------ Data provided ------

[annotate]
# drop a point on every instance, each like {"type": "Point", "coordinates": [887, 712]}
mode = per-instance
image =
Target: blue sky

------
------ Data provided ------

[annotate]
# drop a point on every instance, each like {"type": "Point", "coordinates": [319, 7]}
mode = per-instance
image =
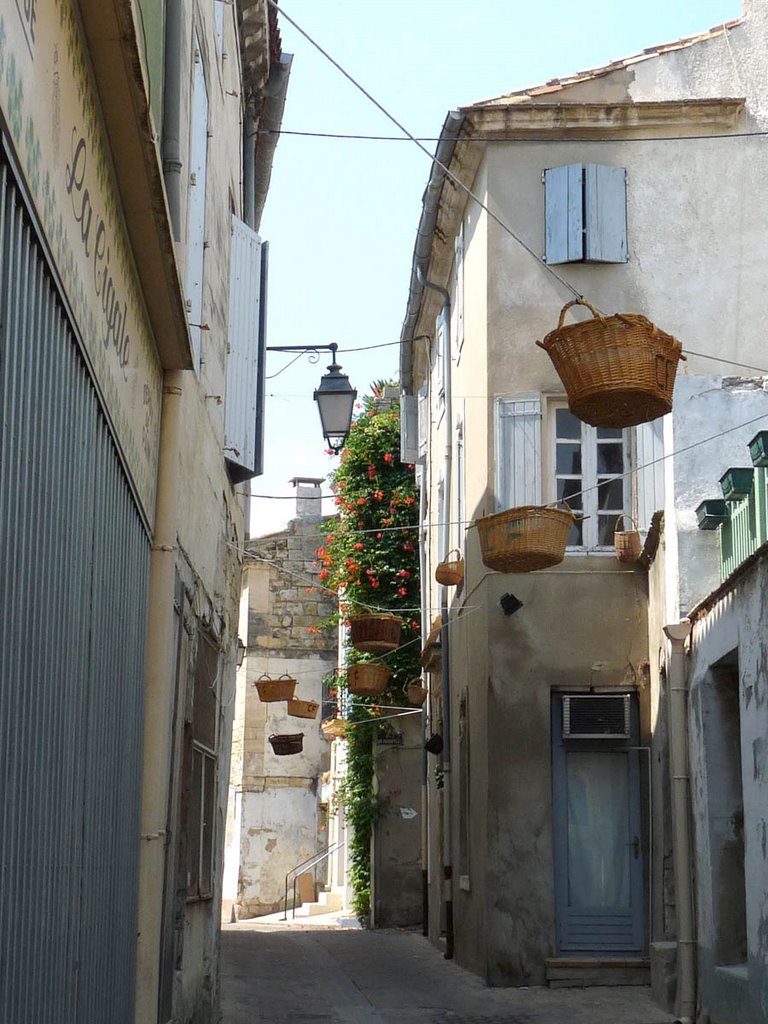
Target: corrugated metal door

------

- Task
Pull out each line of the listing above that contains the string "like". Case counts.

- Correct answer
# drop a point on every instance, each like {"type": "Point", "coordinates": [887, 712]}
# drop a point on every instance, each like {"type": "Point", "coordinates": [319, 7]}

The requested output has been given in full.